STATED TASK A:
From the recorded data below, collect every line that contains the string "brown", treating case as significant.
BEGIN EXCERPT
I have directly observed this behavior in Tilapia. Instinctively, they can reproduce at very small sizes and young ages when conditions seem to threaten the population...and conversely in crowed conditions tend to reproduce less. 

Time will tell...but my theory is it is way too soon to be spiking the football over a proclaimed great white bass spawn this season...when in fact it may well be the opposite.


----------



## brucevannguyen (Oct 21, 2012)

markbrumbaugh said:


> It's all the egg laden females that are bothering me.
> 
> I was fishing mid lake, and trolling...the only hookups were when I was stopped dead in the water" thinking". I'm guessing the off color water isn't helping them strike hard....and I drug all of them in without a fight, but all the eggs? That's the question.


Here's my theory, those fish did'nt find a mate to spawn because there's more female than male at the spawn. They could'nt find a male to rub them and excite them to unload the the eggs so they had to go back to the lake very disappointed and tire. They just travel hundres of miles to spawn and back. So that would explain why they were'nt fighting as hard.


----------



## shadslinger (Aug 21, 2005)

The last three years the white bass caught from my boat were re absorbing their eggs, virtually all the females held their eggs.
We were cleaning them well into July before they had totally consumed them.
For those years I believe the sheer numbers of them had something to do with them not spawning much.
As during the spawn there would be white bass from the dam to the LnD.
This year they lit out of the main lake to go spawn in bigger numbers, and there was plenty of river flow to spur them on.
White bass will also hold their eggs if the water is too muddy for the eggs to hatch. The eggs need flowing but not silted/ muddy water in order to hatch.
Too much silt will smother the eggs.
The first couple of waves that ran up to spawn may have had good spawning conditions, but the later waves of fish were up there under very muddy conditions and maybe didn't spawn because of that.
IMHO.
I'm betting there were plenty of males around to stimulate the ladies, but conditions especially during the middle and later spawning times were not favorable enough for them to broadcast eggs for the males to fertilize.
I did not make many trips up the creeks or river during the spawn, but on the trips i did make in prime spawning time I went to areas where fish actively spawn and did not observe any doing the shimmy or splashing around like I usually see.
It does not take many white bass spawning to make a good crop of new ones so hopefully those early waves pulled it off and we will see some young ones to replenish the lake.
It seems to me the early waves are the heartiest of the population and swim the longest distance to spawn.
If that's true and the early waves did spawn we should the strongest and healthiest of the bunch for repopulating the lake.
I'm sure envious of those who are getting to fish now. When they first get back the schools are huge and compete hard for food.
END EXCERPT
STATED TASK B:
According to the white bass thread above, what kind of water do white bass eggs need in order to hatch?
BEGIN DATASET EXCERPTS
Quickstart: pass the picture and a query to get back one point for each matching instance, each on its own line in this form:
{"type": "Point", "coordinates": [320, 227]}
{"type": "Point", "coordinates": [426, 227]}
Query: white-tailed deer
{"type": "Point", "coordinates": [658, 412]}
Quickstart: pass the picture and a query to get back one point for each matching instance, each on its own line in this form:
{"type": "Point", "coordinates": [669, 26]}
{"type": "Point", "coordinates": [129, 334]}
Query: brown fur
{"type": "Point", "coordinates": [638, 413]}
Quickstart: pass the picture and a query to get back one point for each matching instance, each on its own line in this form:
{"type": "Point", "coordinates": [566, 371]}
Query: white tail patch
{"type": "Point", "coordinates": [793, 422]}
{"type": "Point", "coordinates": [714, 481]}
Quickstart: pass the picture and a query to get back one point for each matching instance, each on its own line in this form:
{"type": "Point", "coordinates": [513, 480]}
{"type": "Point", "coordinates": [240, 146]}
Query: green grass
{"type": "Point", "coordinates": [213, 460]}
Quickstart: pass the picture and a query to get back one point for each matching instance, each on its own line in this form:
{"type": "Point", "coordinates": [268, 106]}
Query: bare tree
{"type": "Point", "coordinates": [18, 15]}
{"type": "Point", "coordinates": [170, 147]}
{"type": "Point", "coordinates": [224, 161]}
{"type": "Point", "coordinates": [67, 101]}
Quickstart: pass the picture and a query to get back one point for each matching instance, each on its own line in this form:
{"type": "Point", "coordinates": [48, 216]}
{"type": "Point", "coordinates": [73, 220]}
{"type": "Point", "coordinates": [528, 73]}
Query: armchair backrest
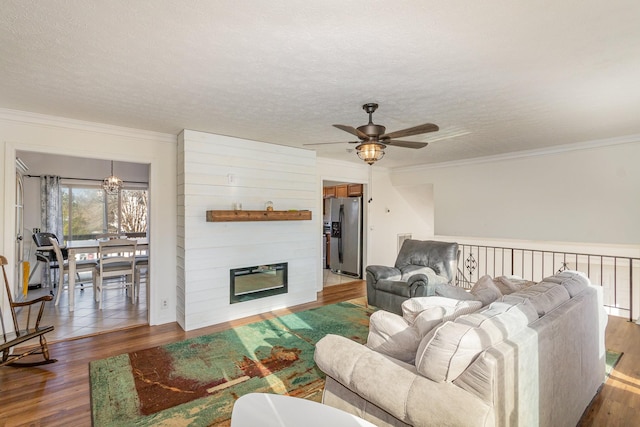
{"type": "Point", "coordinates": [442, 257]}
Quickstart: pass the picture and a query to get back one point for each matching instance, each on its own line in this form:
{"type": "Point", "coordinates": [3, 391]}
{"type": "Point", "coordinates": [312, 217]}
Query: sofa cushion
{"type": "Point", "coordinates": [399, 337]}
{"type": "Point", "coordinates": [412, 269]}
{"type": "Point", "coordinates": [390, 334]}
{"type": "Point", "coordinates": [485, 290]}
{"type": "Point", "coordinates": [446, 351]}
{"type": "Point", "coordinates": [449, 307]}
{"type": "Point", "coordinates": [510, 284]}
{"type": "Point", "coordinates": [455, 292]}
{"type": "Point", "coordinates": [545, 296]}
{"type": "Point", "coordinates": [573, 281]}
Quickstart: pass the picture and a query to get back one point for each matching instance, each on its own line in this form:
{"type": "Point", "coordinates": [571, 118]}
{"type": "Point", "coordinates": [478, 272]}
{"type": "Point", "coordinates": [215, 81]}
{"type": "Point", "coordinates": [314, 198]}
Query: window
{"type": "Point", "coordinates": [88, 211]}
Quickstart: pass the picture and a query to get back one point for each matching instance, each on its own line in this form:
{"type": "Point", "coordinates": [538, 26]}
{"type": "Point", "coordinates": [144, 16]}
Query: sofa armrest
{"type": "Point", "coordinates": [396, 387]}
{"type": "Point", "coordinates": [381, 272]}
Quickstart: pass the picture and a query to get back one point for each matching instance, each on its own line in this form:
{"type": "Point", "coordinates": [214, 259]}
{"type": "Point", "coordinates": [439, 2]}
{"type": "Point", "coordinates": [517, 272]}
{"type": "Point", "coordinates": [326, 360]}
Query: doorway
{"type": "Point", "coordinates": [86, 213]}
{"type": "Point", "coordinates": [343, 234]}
END DATASET EXCERPTS
BEGIN DATASET EXCERPTS
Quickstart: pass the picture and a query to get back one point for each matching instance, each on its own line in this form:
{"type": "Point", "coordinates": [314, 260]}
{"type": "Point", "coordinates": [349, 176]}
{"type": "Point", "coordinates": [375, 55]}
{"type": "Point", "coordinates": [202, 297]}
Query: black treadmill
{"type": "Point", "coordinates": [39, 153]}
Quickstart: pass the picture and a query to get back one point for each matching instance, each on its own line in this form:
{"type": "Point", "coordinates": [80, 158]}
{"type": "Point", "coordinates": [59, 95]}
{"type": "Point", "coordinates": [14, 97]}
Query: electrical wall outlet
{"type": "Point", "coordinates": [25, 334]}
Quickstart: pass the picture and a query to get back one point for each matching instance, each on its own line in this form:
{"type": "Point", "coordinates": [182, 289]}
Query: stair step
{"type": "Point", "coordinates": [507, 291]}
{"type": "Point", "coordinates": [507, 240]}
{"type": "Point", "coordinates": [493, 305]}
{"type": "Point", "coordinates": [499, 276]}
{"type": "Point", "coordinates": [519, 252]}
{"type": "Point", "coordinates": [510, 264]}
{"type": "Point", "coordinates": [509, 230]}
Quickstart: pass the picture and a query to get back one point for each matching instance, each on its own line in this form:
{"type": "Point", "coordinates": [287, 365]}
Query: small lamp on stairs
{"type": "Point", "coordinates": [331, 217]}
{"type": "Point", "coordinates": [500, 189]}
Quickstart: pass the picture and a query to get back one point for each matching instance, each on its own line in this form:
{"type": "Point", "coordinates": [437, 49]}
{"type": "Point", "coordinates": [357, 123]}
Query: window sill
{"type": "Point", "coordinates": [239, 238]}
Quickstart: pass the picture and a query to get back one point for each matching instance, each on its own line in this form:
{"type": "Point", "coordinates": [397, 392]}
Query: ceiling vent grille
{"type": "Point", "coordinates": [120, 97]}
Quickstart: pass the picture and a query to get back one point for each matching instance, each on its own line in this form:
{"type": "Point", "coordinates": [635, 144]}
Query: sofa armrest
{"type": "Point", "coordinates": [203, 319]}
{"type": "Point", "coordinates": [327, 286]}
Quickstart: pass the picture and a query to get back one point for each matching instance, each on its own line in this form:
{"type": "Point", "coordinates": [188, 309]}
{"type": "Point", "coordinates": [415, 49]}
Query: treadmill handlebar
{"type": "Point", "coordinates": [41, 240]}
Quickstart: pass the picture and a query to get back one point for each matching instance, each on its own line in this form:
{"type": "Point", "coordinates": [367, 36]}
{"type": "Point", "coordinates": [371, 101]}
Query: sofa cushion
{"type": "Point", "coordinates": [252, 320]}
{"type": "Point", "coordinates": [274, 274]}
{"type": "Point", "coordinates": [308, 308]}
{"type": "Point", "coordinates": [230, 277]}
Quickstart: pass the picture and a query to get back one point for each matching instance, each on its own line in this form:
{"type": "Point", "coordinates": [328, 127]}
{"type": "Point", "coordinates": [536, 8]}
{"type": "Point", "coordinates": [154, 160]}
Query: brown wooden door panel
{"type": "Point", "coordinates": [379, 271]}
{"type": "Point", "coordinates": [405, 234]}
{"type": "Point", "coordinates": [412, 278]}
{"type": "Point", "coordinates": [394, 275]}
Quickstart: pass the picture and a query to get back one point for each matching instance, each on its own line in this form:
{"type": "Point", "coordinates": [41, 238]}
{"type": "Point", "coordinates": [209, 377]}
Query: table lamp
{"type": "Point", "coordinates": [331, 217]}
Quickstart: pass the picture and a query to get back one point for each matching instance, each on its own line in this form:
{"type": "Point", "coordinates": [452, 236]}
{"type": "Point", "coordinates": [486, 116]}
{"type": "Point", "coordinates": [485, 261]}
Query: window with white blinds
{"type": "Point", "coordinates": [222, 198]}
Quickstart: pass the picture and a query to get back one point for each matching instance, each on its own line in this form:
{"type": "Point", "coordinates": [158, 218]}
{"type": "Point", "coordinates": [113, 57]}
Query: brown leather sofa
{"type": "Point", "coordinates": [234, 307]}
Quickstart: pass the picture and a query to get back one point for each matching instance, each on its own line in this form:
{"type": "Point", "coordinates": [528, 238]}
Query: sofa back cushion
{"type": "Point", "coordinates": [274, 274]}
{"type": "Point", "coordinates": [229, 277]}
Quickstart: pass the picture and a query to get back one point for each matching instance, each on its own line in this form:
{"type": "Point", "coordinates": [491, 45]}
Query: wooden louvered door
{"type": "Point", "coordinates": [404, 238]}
END DATASET EXCERPTS
BEGIN DATASET EXCERPTS
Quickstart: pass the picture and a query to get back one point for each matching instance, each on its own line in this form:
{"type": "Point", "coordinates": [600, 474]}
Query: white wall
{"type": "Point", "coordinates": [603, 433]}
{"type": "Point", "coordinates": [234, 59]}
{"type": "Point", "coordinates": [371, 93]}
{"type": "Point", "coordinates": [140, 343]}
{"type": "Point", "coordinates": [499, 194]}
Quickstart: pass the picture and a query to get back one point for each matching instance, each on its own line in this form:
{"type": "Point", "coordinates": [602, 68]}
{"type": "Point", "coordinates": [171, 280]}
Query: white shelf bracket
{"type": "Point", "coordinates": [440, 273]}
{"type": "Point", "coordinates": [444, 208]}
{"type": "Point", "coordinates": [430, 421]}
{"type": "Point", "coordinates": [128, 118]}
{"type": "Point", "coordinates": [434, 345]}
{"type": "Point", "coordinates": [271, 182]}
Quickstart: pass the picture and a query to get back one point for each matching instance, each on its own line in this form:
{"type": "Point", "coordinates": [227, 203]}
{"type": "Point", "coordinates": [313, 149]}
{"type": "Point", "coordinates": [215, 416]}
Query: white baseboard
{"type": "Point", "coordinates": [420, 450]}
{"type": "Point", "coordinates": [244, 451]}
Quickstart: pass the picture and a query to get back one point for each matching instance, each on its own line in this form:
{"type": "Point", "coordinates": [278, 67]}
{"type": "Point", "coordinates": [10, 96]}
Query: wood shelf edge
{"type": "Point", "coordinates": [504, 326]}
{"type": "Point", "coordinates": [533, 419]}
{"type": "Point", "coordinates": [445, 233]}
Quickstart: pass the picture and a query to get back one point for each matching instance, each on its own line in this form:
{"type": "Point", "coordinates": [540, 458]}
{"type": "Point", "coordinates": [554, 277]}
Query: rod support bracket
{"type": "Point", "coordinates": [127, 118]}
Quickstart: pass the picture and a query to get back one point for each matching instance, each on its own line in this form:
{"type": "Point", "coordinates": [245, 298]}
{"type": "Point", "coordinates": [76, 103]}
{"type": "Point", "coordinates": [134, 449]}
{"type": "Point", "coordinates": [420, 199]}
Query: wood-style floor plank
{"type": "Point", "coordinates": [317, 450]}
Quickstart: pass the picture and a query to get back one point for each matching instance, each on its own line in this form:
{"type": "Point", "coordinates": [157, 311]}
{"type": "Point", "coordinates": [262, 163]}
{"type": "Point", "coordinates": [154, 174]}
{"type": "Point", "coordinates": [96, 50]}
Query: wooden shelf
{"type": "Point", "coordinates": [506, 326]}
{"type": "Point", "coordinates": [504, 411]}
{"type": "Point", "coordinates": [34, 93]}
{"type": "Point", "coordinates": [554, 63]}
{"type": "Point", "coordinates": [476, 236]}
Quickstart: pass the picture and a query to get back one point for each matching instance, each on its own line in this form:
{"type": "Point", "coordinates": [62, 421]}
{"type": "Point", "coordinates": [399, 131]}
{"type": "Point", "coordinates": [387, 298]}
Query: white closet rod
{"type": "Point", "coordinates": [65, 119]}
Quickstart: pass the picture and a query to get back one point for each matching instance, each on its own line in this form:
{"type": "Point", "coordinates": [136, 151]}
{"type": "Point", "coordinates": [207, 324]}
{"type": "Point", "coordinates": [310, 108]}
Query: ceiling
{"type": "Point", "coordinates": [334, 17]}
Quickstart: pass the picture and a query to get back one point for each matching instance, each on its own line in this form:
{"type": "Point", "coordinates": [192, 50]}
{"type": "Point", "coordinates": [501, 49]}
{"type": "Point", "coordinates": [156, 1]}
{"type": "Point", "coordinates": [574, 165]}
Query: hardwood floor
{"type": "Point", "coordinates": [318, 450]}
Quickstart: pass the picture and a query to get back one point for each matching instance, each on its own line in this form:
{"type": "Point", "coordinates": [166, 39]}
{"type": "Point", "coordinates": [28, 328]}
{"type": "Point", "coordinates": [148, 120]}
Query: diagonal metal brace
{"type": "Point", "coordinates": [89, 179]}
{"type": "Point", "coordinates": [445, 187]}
END DATASET EXCERPTS
COMPLETE ANSWER A:
Query: brown fur
Query: brown wooden door panel
Query: brown leather sofa

COMPLETE ANSWER B:
Flowing water that is not silted or muddy.